------ The data ------

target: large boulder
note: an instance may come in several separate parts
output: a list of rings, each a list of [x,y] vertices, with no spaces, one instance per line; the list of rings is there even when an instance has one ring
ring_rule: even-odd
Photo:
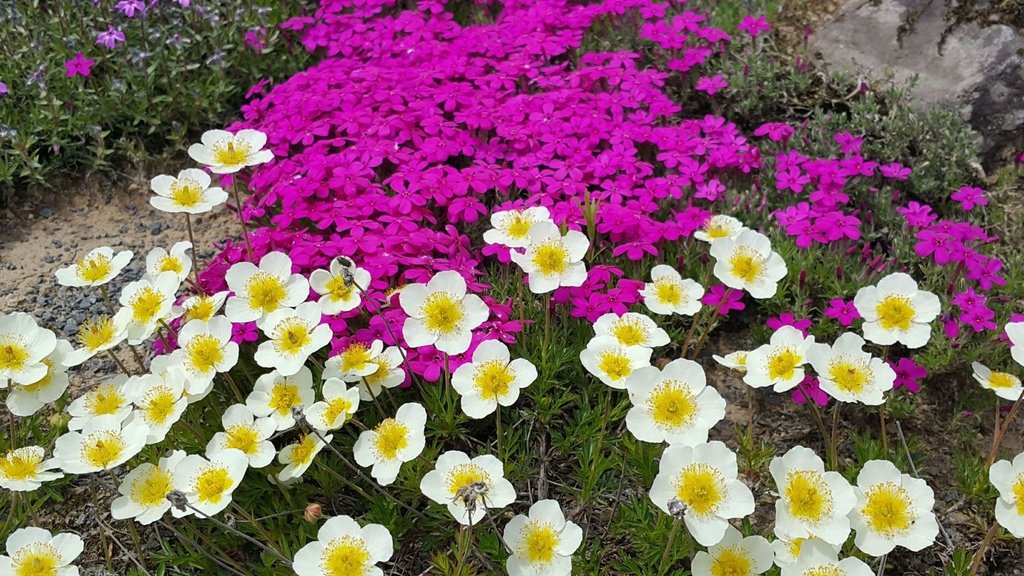
[[[1024,147],[1024,32],[995,24],[950,28],[943,0],[847,0],[812,37],[832,68],[917,78],[922,109],[959,111],[992,164]]]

------

**What needs to be done:** For the material above, repeat each line exactly and leave out the pictures.

**Solved problem:**
target: large boulder
note: an instance may come in several separate parts
output: a list of rings, each a list of [x,y] vertices, with no spaces, one instance per line; the list of rings is there even when an instance has one ring
ring_rule: even-odd
Photo:
[[[1024,147],[1024,32],[995,24],[950,28],[943,0],[847,0],[812,37],[832,68],[917,78],[922,109],[959,111],[992,164]]]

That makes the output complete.